**TRECHO DA PÁGINA:**
- - -

No palco, Dubois procura pelas respostas com a ajuda do público. Alguns espectadores são convidados a escolher aleatoriamente envelopes. Dentro de cada um deles consta o nome de um espetáculo da carreira do bailarino. Quando o espectador revela para Dubois a obra que sorteou, o artista revisita aquele trabalho específico. “É como um exercício de dissecação do meu corpo, como se estivessem mexendo nas minhas entranhas”, diz ele.

Bailarino lê texto introdutório em português e depois conta com a ajuda do público para se fazer compreender (foto: Pierre Gondard/divulgação)
Bailarino lê texto introdutório em português e depois conta com a ajuda do público para se fazer compreender (foto: Pierre Gondard/divulgação)

CARREIRA

Em décadas de carreira, Olivier Dubois trabalhou com grandes nomes da dança contemporânea na Europa, como o belga Jan Fabre e a alemã Sacha Waltz. Pouco importa, segundo ele, que o espectador brasileiro – ou o de qualquer outro país – eventualmente não esteja familiarizado com a obra desses artistas.

- - -

**LISTAGEM:**
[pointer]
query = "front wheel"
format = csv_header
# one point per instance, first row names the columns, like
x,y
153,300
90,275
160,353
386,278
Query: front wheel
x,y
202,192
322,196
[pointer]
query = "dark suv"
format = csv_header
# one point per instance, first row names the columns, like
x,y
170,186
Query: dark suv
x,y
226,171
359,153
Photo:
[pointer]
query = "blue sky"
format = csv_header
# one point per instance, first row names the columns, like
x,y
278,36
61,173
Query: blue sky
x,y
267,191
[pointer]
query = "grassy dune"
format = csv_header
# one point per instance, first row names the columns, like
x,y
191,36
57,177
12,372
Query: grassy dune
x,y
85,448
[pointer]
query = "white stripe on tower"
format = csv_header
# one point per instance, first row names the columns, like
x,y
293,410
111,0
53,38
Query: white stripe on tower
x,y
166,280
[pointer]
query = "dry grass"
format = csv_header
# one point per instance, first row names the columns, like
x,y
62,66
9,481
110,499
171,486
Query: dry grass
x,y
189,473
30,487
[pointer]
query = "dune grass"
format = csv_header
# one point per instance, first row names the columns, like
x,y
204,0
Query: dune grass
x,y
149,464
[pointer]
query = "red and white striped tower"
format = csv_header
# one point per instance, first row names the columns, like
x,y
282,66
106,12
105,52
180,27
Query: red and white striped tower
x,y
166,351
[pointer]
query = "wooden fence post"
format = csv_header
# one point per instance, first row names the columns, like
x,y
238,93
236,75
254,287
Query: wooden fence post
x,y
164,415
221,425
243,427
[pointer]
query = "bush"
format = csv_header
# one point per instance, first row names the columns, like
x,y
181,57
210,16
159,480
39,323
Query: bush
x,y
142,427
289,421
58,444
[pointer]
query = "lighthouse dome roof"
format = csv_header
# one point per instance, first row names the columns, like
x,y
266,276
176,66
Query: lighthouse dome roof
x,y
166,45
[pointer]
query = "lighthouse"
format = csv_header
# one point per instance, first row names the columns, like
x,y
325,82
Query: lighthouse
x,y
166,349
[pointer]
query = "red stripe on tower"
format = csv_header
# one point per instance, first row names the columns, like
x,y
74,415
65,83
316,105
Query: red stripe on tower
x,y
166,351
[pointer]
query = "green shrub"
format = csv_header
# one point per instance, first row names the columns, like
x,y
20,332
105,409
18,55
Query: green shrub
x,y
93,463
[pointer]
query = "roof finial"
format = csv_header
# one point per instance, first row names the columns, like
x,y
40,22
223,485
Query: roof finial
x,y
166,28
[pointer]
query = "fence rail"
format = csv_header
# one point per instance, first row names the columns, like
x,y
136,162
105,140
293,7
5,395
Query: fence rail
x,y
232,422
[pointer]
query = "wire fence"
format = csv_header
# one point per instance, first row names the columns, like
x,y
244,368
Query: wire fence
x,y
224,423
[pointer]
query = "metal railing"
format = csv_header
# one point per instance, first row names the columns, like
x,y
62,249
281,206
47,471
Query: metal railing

- - -

**AÇÕES NECESSÁRIAS:**
• a. Resuma o trecho da página em duas frases.
• b. Transcreva do trecho da página a parte que vai de "Em décadas de" até "obra desses artistas.", inclusive.

**RESULTADOS EM ORDEM:**
• a. No palco, Dubois conta com espectadores que sorteiam envelopes com nomes de espetáculos de sua carreira, e ele revisita cada obra revelada, algo que descreve como um exercício de dissecação do próprio corpo. Ao longo de décadas, Olivier Dubois trabalhou com nomes como Jan Fabre e Sacha Waltz, mas, segundo ele, pouco importa que o espectador não conheça a obra desses artistas.

• b.
Em décadas de carreira, Olivier Dubois trabalhou com grandes nomes da dança contemporânea na Europa, como o belga Jan Fabre e a alemã Sacha Waltz. Pouco importa, segundo ele, que o espectador brasileiro – ou o de qualquer outro país – eventualmente não esteja familiarizado com a obra desses artistas.